[Items from a data source]
[Start of section]
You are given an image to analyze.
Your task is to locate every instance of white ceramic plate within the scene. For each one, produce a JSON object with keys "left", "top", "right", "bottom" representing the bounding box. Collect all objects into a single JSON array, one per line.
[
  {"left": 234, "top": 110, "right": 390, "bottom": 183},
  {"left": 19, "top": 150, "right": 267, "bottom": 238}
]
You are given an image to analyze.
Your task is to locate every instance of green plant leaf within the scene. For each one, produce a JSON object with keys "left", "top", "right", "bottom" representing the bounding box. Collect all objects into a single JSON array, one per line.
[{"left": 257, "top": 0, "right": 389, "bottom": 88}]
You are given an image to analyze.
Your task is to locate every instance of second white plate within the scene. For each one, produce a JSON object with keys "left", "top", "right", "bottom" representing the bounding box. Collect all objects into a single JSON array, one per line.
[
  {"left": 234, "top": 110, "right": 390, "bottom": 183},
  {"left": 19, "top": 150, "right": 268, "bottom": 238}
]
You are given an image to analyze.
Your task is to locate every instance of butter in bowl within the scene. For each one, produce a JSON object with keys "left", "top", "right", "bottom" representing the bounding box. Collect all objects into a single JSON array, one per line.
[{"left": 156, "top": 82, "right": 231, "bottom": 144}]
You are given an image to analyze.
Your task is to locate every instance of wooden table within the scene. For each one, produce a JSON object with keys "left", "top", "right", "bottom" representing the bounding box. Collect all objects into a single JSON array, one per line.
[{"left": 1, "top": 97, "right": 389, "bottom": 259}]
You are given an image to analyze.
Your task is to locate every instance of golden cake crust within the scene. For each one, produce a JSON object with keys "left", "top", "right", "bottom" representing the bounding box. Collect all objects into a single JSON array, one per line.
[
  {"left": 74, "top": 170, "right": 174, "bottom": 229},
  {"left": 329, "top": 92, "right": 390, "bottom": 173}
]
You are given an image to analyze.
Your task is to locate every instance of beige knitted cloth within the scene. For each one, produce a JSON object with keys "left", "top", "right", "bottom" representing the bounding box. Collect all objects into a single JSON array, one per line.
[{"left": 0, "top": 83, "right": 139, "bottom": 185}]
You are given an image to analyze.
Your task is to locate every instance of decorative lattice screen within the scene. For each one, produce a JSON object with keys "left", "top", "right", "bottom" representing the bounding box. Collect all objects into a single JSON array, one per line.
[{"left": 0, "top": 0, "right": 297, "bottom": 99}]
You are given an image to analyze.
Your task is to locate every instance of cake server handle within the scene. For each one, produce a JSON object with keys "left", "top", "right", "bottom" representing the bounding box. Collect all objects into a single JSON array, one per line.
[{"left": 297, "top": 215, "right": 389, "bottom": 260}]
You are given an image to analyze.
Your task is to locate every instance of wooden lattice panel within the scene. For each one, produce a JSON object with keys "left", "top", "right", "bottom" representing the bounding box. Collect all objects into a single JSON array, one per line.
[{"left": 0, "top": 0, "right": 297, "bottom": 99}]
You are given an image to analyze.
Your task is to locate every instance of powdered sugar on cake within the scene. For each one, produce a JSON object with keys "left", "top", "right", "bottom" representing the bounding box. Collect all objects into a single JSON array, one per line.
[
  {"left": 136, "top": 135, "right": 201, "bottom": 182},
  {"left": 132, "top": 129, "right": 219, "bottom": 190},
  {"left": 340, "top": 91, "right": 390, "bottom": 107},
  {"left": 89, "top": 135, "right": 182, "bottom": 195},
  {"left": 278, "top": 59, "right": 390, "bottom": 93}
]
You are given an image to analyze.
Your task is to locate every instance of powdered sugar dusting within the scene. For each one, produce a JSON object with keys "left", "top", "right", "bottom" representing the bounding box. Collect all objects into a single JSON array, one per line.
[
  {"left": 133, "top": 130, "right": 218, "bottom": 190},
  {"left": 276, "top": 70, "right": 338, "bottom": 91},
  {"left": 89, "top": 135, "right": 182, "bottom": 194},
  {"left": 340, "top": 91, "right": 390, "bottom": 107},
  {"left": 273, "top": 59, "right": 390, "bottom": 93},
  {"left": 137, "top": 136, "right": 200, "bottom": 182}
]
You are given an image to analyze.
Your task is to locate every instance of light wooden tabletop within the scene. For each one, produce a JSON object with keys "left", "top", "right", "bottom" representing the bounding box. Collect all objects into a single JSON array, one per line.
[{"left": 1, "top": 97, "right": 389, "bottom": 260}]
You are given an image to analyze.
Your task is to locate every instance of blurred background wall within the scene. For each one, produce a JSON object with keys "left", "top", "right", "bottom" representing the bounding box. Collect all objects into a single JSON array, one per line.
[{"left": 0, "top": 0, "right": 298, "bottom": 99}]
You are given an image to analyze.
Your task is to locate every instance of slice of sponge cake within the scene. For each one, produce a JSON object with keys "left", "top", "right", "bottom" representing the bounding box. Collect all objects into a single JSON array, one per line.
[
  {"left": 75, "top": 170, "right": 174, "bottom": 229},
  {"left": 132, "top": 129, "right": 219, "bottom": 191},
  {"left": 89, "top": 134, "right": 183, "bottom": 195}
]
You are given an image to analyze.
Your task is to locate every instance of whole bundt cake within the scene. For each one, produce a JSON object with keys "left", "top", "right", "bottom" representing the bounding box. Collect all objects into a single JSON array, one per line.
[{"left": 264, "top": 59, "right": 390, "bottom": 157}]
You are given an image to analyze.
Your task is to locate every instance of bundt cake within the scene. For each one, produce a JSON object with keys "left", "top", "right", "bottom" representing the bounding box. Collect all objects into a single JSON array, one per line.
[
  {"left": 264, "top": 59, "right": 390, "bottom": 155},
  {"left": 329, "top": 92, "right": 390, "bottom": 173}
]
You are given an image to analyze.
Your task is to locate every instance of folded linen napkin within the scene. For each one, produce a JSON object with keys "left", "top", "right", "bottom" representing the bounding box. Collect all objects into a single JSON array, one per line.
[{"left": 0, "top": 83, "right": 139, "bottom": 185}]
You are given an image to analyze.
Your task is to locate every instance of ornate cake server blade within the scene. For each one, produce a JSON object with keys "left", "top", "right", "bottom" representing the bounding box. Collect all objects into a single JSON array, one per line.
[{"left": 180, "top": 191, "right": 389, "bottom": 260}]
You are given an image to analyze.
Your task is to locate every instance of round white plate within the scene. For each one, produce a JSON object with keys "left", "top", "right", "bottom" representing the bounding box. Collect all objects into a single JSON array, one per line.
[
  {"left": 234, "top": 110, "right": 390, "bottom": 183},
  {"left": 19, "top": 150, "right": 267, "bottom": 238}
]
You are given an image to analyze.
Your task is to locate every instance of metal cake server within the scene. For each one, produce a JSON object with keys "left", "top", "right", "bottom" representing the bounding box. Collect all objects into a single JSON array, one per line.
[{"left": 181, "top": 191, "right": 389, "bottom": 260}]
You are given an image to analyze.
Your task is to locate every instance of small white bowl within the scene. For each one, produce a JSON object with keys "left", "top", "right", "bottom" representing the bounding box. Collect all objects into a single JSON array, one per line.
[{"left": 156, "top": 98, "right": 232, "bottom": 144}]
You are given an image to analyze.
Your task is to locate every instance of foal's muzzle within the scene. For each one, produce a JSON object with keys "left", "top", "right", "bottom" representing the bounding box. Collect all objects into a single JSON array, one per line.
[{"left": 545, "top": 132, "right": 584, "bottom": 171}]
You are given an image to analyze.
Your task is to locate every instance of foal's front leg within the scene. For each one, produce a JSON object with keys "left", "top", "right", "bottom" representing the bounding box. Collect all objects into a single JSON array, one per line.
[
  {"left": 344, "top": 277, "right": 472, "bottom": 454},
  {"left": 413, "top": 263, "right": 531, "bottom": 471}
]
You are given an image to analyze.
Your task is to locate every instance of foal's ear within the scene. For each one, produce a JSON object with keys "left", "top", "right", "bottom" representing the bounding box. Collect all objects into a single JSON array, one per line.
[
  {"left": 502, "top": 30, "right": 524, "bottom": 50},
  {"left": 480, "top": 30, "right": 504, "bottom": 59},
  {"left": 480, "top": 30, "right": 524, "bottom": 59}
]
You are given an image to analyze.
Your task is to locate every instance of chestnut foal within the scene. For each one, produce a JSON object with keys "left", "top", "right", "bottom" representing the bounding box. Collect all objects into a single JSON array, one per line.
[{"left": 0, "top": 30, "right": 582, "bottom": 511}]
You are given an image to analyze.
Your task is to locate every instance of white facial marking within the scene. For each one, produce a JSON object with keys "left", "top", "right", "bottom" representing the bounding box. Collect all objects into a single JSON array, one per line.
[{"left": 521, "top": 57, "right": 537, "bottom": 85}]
[End of section]
Task requirements —
All that is wanted is the lines from the one containing "Your task is to locate every instance of white facial" through the last line of the records, restated word for word.

Written solution —
Your task is to locate every instance of white facial marking within the scene. For each one, produce a JSON object with keys "left", "top", "right", "bottom" representing the bounding box. Collect all objects into a single JSON array, one per line.
[{"left": 521, "top": 57, "right": 537, "bottom": 85}]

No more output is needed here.